_MATERIAL SHOWN_.
'''
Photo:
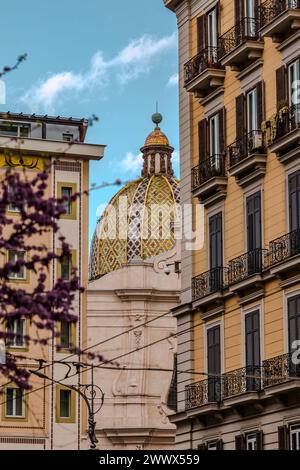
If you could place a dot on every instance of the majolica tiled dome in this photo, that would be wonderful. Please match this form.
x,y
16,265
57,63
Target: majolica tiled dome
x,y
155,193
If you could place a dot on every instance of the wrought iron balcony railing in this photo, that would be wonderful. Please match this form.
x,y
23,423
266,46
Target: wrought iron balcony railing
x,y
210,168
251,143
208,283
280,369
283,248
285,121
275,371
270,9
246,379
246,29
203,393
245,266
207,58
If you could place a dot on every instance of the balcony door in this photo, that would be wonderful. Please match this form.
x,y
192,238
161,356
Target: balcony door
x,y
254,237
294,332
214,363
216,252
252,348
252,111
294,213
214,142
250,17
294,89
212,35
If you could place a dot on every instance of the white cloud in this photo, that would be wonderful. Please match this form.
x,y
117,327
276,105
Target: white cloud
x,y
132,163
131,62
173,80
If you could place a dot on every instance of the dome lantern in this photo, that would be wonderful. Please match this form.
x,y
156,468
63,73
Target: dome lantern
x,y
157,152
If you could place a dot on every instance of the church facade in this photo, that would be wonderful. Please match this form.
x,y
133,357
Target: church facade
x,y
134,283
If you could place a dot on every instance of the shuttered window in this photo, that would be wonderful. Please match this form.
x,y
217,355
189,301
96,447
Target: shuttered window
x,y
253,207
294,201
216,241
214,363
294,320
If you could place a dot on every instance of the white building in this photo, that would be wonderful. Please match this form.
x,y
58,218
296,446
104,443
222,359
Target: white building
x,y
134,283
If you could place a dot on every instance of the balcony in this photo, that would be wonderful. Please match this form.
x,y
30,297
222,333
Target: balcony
'''
_YOUR GOAL_.
Apart from the pictures, every line of the material above is to be returned word for word.

_RESULT_.
Photo:
If you could place a dot on every instance of the majolica tiled dome in this photo, that would be wonderful. Please match this form.
x,y
16,265
57,63
Target: majolica tiled dome
x,y
155,193
If you could place a dot on every instance of the wrought iron balcony railing in this photo, that would be wonderful. Please match this form.
x,y
23,423
266,46
Target: wrought iron balcony railing
x,y
210,168
251,143
208,283
280,369
283,248
285,121
275,371
270,9
246,379
246,29
203,393
245,266
207,58
If you could place a dot on every instance of the balcony door in this photo, that would be wonderful. Please match this form.
x,y
192,238
161,356
Target: balcony door
x,y
254,237
294,332
214,363
216,252
252,348
252,111
294,213
214,142
250,17
294,89
212,35
If you could place a dot on every instance of the white cloud in this photo, that would be wonderful. Please match this form.
x,y
117,327
276,105
Target: white cloud
x,y
132,163
131,62
173,80
If you could place a dot on every instance of the dome lantern in this photo, that would be wonderful. Please match this form.
x,y
156,468
63,73
Target: dome lantern
x,y
157,152
If you could place a dot on every instance of the church facade in this photo, that would be wonderful. Please match this form.
x,y
133,357
Target: church facade
x,y
134,283
If you could place a dot on every instance of the shuttered window in this photo, that would be wonderful. Please match this form.
x,y
217,355
189,301
96,447
Target: shuttered window
x,y
253,207
294,201
216,241
214,363
294,320
If you could place a dot on every instance of the white building in this photo, that would be wonderful. Please match this form.
x,y
58,218
296,446
104,443
222,359
Target: white building
x,y
134,283
If you could place a dot on every instance of the balcony in this photo, that would be wonderful. Please match this form.
x,y
30,297
222,333
Target: balcony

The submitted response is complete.